◆ How to complete this task
Would you please copy each line of the data in which the string "blue" occurs?

◆ Material for this task

= = =

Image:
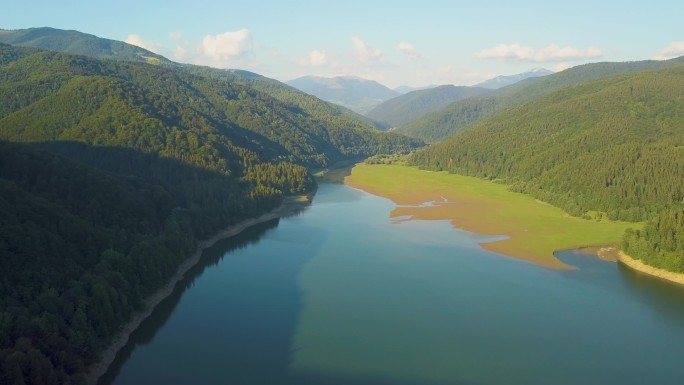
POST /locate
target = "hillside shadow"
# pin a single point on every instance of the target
(211, 256)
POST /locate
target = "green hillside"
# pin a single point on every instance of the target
(207, 121)
(439, 125)
(79, 43)
(613, 146)
(410, 106)
(122, 168)
(87, 233)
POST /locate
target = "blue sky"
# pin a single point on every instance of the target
(395, 42)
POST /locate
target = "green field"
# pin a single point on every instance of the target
(535, 229)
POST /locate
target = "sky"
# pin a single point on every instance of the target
(412, 43)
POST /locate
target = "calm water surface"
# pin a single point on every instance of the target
(340, 295)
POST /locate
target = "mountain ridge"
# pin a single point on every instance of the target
(439, 125)
(353, 92)
(408, 107)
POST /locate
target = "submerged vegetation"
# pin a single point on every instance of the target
(612, 146)
(534, 230)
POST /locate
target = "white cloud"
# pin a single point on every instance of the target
(315, 59)
(364, 53)
(222, 50)
(552, 52)
(561, 67)
(674, 49)
(224, 47)
(409, 51)
(506, 51)
(556, 53)
(137, 40)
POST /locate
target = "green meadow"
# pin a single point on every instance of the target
(534, 229)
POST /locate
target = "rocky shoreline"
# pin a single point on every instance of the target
(109, 354)
(650, 270)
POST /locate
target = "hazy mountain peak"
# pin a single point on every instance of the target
(353, 92)
(507, 80)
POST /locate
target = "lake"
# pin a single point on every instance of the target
(340, 294)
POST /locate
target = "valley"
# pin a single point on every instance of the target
(169, 213)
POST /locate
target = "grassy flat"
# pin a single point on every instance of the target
(535, 229)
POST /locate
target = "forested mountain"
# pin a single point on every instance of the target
(410, 106)
(613, 146)
(87, 235)
(124, 166)
(444, 123)
(360, 95)
(507, 80)
(210, 121)
(406, 89)
(79, 43)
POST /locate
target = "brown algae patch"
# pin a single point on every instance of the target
(535, 229)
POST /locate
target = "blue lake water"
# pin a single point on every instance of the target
(339, 294)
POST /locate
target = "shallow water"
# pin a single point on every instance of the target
(342, 295)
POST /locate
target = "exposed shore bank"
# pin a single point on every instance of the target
(534, 230)
(650, 270)
(97, 370)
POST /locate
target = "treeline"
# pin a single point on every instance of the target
(209, 121)
(614, 145)
(661, 242)
(83, 244)
(123, 168)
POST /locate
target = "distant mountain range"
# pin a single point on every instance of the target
(411, 106)
(79, 43)
(407, 89)
(126, 161)
(507, 80)
(357, 94)
(441, 124)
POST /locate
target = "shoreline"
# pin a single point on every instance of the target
(535, 231)
(641, 267)
(97, 370)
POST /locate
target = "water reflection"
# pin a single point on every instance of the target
(149, 328)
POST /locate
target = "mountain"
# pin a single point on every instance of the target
(410, 106)
(613, 145)
(118, 169)
(453, 118)
(79, 43)
(507, 80)
(357, 94)
(608, 147)
(406, 89)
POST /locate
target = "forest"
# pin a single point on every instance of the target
(112, 171)
(444, 123)
(612, 147)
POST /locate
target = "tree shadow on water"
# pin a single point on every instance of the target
(260, 326)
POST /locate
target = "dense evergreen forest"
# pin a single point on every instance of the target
(441, 124)
(611, 147)
(111, 171)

= = =

◆ Response below
target = "blue sky"
target = "blue lake water"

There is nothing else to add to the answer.